___ Records for the exercise
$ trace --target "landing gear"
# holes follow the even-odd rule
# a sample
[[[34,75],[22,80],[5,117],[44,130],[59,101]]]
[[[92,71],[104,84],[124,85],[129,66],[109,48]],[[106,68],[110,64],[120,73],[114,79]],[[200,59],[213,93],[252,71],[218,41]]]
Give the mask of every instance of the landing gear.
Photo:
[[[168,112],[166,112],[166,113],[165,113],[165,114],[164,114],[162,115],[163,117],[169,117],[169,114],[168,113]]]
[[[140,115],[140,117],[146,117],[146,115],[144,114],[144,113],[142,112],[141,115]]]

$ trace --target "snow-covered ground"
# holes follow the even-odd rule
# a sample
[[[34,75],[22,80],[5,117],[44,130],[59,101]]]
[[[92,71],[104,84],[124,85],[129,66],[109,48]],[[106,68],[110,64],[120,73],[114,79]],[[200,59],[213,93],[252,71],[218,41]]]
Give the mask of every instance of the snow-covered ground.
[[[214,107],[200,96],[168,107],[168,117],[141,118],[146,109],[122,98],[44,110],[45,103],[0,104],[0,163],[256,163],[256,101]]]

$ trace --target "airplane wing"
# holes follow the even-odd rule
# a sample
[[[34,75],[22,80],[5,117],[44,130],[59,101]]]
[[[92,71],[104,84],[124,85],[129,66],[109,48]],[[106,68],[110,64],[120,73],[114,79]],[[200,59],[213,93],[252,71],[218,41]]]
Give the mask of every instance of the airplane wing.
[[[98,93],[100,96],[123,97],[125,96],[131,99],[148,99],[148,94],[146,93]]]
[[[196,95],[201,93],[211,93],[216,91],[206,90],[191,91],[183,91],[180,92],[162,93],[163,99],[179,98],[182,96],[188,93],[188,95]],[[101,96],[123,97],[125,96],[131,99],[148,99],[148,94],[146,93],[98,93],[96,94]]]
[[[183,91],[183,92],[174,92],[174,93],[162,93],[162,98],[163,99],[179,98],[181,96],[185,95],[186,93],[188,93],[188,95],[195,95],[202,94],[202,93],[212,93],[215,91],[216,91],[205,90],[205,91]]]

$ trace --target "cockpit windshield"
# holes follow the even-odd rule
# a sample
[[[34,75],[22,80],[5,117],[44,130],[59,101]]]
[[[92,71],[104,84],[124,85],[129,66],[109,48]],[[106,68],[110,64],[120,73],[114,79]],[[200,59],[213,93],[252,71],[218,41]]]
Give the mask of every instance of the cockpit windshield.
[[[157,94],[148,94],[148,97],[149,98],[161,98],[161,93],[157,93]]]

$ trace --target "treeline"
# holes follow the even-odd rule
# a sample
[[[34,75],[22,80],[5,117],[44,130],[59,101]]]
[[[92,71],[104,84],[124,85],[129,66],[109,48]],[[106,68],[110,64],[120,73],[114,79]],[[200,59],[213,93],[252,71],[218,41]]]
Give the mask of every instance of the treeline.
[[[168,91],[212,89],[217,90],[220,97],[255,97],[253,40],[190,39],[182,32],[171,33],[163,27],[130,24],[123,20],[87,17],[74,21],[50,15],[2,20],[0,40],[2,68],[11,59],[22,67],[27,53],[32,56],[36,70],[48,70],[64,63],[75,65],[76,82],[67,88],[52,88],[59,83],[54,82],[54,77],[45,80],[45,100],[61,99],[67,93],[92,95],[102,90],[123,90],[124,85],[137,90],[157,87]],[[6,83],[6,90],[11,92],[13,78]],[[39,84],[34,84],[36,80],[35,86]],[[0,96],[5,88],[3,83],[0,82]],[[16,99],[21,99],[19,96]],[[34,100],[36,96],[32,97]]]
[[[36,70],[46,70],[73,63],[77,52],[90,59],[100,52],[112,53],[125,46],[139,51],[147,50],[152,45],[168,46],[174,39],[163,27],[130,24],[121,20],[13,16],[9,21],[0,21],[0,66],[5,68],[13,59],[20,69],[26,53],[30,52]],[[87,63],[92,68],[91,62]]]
______
▶ **Written task**:
Retype all of the material above with every character intact.

▶ **Response to this exercise**:
$ trace --target "landing gear"
# holes follow the even-odd rule
# a sample
[[[34,75],[22,80],[5,117],[44,130],[59,101]]]
[[[92,71],[104,84],[124,85],[129,66],[109,48]],[[106,68],[110,64],[120,73],[114,79]],[[200,59],[213,93],[252,71],[218,41]]]
Give the mask of every instance of the landing gear.
Photo:
[[[168,112],[166,112],[166,113],[165,113],[165,114],[164,114],[162,115],[163,117],[169,117],[169,114],[168,113]]]
[[[140,115],[140,117],[146,117],[146,115],[144,114],[144,113],[142,112],[141,115]]]

$ trace --target "snow-covered ground"
# holes follow the even-odd rule
# a sample
[[[34,75],[22,80],[5,117],[44,130],[59,101]]]
[[[92,71],[104,84],[124,85],[129,66],[109,48]],[[106,68],[110,64],[120,73],[114,79]],[[200,59],[213,93],[252,71],[218,41]]]
Give the mask of every instance of the snow-covered ground.
[[[214,107],[200,96],[168,107],[168,117],[141,118],[146,109],[122,98],[44,110],[45,103],[0,104],[0,163],[256,163],[256,101]]]

$ trace --target "airplane wing"
# holes follow the even-odd rule
# a sample
[[[34,75],[22,80],[5,117],[44,130],[59,101]]]
[[[92,71],[104,84],[124,85],[129,66],[109,48]],[[106,68],[110,64],[120,73],[114,79]],[[200,59],[213,93],[252,71],[218,41]]]
Give the mask of every instance of the airplane wing.
[[[98,93],[100,96],[123,97],[125,96],[131,99],[148,99],[148,94],[146,93]]]
[[[196,95],[201,93],[211,93],[216,91],[206,90],[191,91],[183,91],[180,92],[162,93],[163,99],[179,98],[182,96],[188,93],[188,95]],[[101,96],[123,97],[125,96],[131,99],[148,99],[148,94],[146,93],[98,93],[96,94]]]
[[[183,91],[183,92],[174,92],[174,93],[162,93],[162,98],[163,99],[179,98],[181,96],[185,95],[186,93],[188,93],[188,95],[195,95],[202,94],[202,93],[212,93],[215,91],[216,91],[205,90],[205,91]]]

$ trace --target "cockpit windshield"
# holes follow the even-odd rule
# a sample
[[[34,75],[22,80],[5,117],[44,130],[59,101]]]
[[[92,71],[104,84],[124,85],[129,66],[109,48]],[[106,68],[110,64],[120,73],[114,79]],[[200,59],[213,93],[252,71],[218,41]]]
Give the mask of every instance of the cockpit windshield.
[[[157,94],[148,94],[148,97],[149,98],[161,98],[161,93],[157,93]]]

$ trace --target "treeline"
# holes follow the even-odd rule
# a sample
[[[34,75],[22,80],[5,117],[44,130],[59,101]]]
[[[92,71],[104,84],[124,85],[129,66],[109,48]],[[106,68],[110,64],[120,73],[114,79]],[[200,59],[213,93],[252,71],[218,41]]]
Give the mask of every instance of the treeline.
[[[168,91],[212,89],[217,90],[220,97],[255,97],[253,40],[190,39],[182,32],[171,33],[163,27],[130,24],[123,20],[87,17],[74,21],[50,15],[2,20],[0,40],[2,68],[11,59],[22,67],[27,53],[32,56],[36,70],[48,70],[64,63],[75,65],[76,82],[67,88],[52,88],[59,83],[54,82],[54,77],[45,80],[45,100],[61,99],[67,93],[92,95],[102,90],[123,90],[124,85],[137,90],[157,87]],[[6,83],[6,90],[11,92],[13,78]],[[39,84],[34,84],[36,80],[35,86]],[[0,96],[5,88],[3,83],[0,82]],[[16,99],[21,99],[19,96]],[[34,100],[36,96],[32,97]]]
[[[36,70],[46,70],[73,63],[77,52],[90,59],[100,52],[112,53],[125,46],[139,51],[147,50],[152,45],[168,46],[174,39],[163,27],[130,24],[121,20],[13,16],[9,21],[0,21],[0,66],[5,68],[13,59],[20,69],[26,53],[30,52]],[[87,63],[92,68],[91,62]]]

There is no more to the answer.